_Data shown_

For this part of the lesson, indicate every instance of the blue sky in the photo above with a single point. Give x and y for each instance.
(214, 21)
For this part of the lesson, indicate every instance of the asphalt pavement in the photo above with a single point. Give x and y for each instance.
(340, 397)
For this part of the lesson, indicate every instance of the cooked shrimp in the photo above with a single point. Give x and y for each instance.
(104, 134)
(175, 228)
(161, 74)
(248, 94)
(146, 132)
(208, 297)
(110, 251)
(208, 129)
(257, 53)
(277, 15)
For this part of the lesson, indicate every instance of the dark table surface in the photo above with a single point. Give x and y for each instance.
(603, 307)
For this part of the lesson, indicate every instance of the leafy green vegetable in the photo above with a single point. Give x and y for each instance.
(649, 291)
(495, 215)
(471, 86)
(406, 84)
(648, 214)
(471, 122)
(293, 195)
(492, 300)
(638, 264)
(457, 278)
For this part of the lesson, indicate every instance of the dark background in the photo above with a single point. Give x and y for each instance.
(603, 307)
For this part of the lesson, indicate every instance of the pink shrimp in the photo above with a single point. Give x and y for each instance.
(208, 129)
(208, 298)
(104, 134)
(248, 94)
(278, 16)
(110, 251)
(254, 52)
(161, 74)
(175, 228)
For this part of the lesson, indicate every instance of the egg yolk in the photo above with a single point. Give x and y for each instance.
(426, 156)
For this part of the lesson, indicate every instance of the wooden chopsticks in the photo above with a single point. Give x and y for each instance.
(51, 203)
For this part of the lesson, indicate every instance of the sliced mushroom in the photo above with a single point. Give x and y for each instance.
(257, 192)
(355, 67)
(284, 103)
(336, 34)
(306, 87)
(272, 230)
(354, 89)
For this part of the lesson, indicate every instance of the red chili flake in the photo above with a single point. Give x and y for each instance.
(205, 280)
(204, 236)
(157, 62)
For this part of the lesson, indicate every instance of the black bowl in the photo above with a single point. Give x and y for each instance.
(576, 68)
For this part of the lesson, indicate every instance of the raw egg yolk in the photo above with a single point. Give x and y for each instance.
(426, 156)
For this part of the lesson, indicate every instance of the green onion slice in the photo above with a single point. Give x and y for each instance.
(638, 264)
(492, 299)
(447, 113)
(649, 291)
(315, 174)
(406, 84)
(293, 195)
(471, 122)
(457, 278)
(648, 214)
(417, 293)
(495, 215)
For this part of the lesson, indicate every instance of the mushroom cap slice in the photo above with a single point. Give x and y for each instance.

_Task statement_
The complete material should be output once more, word for word.

_Task response_
For this part of the lesson, indicate every instance of the blue sky in the photo above with a single point. Give x and y for each instance.
(214, 21)
For this part of the lesson, indicate every instance of the asphalt pavement in the photo above with a single point. Give x and y for each instance.
(340, 397)
For this part of the lesson, indicate every instance of the cooked shrimp in the photo above with a single point. Give x and y for each instance.
(104, 134)
(175, 228)
(161, 74)
(248, 94)
(146, 132)
(208, 297)
(110, 251)
(208, 129)
(257, 53)
(277, 15)
For this part of the lesson, indicate every instance of the dark table surface in the photo above with a single point. Give x and y for each instance.
(603, 307)
For this part of the lesson, indicate every instance of the leafy green vegetable in the photo above with a single point. Give x and y for each instance.
(649, 291)
(495, 215)
(471, 86)
(406, 84)
(648, 214)
(471, 122)
(293, 195)
(492, 300)
(638, 264)
(457, 278)
For this part of the lesson, indicate every instance of the dark background in the photo above with a single point. Give x and y for each instance.
(603, 307)
For this part of the lesson, indicate every instance of the pink shrimp in the photo above with a single point. Give x and y for each instance.
(208, 129)
(208, 298)
(104, 134)
(248, 94)
(278, 16)
(110, 251)
(254, 52)
(161, 74)
(175, 228)
For this part of the lesson, indicate every instance of the egg yolk in the photo above with a single point. Give x and y for each instance.
(426, 156)
For this part of the lesson, indicate every instance of the wooden chopsticks in the photo above with a single point. Give x and y for each instance.
(51, 203)
For this part of the lesson, indicate every instance of the sliced mushroom in the photo above with a single point. Give x and y for each instance.
(257, 192)
(355, 67)
(284, 103)
(336, 34)
(306, 87)
(272, 230)
(354, 89)
For this part of the lesson, indicate every instance of the red chili flake in the photo above with a single point. Give x and y for each instance.
(205, 280)
(204, 236)
(157, 62)
For this part of the lesson, indicate every instance of the black bowl in the photo above with a single point. Give x and y for each instance.
(576, 68)
For this part of the lesson, indicate every instance of the raw egg yolk in the photo above with a single point. Give x and y for each instance.
(426, 156)
For this part of the lesson, indicate every instance of the green onion slice in the photo above with a single point. Give x and y for each instance.
(638, 264)
(492, 299)
(447, 113)
(649, 291)
(315, 174)
(406, 84)
(293, 195)
(471, 122)
(457, 278)
(648, 214)
(417, 293)
(495, 215)
For this part of the lesson, indicate every instance of the mushroom cap slice in the photo above with a single point. Give x and y for each instance.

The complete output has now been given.